WHAT THE TASK ASKS :: Show the lines below that contain the string "blurred".

Stored entries
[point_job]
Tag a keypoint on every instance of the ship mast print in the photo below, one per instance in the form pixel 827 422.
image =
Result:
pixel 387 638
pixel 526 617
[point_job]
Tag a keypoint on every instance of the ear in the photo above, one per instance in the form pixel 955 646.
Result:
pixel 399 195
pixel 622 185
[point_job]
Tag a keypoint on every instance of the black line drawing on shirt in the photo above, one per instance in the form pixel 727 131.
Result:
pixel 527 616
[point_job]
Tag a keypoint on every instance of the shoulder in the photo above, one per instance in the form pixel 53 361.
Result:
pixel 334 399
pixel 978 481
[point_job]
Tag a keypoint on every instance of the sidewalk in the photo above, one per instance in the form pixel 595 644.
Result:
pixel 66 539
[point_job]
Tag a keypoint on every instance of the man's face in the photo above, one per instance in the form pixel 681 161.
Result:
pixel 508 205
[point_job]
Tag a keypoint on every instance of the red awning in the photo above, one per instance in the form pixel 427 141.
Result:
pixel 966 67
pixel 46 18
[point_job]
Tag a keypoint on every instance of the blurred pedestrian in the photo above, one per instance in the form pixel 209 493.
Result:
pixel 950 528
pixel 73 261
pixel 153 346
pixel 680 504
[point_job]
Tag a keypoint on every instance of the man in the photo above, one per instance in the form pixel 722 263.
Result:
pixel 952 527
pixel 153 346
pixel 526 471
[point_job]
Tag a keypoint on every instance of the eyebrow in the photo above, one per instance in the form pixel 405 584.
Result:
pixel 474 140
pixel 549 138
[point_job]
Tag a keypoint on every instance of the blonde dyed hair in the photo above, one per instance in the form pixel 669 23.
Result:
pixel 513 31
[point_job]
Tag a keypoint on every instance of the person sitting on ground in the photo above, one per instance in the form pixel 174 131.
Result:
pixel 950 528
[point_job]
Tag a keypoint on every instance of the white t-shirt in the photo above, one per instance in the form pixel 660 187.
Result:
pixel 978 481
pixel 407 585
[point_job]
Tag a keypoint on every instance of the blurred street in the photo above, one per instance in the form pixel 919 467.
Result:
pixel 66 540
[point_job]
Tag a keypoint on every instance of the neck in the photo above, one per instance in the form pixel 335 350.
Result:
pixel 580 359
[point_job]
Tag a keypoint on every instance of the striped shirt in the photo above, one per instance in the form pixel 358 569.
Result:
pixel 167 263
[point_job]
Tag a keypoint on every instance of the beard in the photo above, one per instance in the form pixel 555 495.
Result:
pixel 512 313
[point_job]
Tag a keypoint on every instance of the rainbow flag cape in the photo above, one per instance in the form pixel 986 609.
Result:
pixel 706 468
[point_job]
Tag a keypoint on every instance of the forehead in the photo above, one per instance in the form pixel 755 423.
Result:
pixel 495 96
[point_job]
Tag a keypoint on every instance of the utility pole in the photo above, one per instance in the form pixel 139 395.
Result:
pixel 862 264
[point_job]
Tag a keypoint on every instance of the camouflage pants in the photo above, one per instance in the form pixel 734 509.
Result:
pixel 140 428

OUTPUT ::
Tag a keypoint on every instance of the blurred pedestrian in the photo above, one per instance in the form pixel 209 493.
Tag a keypoint on every instance of the blurred street in the photo above, one per instance in the form pixel 919 467.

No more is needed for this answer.